▸ **DATA**:

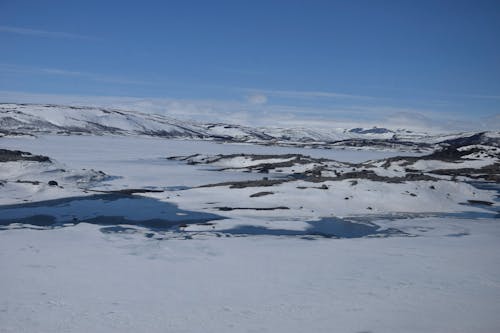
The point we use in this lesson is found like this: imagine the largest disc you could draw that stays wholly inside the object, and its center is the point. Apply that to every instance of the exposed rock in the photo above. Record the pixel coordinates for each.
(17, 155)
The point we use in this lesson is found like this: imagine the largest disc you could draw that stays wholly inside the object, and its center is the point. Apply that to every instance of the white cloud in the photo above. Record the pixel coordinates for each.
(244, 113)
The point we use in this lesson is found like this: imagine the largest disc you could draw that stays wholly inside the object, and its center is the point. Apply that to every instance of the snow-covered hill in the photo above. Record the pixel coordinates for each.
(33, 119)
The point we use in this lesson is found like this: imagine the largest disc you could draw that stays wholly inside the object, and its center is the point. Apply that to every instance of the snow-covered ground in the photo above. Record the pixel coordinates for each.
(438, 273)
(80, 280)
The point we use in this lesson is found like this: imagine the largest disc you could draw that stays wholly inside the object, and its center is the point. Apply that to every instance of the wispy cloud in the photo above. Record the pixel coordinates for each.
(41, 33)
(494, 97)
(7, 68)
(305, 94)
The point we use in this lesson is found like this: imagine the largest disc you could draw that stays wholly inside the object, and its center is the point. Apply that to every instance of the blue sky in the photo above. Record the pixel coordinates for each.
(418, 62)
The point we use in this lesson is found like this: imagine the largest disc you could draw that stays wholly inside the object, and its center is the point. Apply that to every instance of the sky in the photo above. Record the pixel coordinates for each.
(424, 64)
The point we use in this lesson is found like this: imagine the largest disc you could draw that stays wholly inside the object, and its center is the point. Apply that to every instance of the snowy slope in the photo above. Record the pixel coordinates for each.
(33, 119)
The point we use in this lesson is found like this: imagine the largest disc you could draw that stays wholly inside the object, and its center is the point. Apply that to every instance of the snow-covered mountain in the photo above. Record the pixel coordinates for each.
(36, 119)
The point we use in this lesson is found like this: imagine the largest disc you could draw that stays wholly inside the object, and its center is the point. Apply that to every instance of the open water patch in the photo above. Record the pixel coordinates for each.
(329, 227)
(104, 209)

▸ **EXERCISE**: Your task is to reproduce, exactly and exclusively, the lines from the one holding "the snow-covered mountain" through the final line of the listing.

▸ **SOLVED EXERCISE**:
The point we use in this lesson is found like this: imagine the largest disc you could draw that stays wholly inside the object, and its center is the point. Apply that to every instance of the snow-covered mountain in the photo above. Record the pixel coordinates for each.
(36, 119)
The point we use in this lesson is found like this: imagine the largest disc you could draw that stays wholly inside the object, and its center is the point. Apply that to every instance of the open water patch in the photo above. Record the pixel coordinates for each.
(329, 227)
(104, 209)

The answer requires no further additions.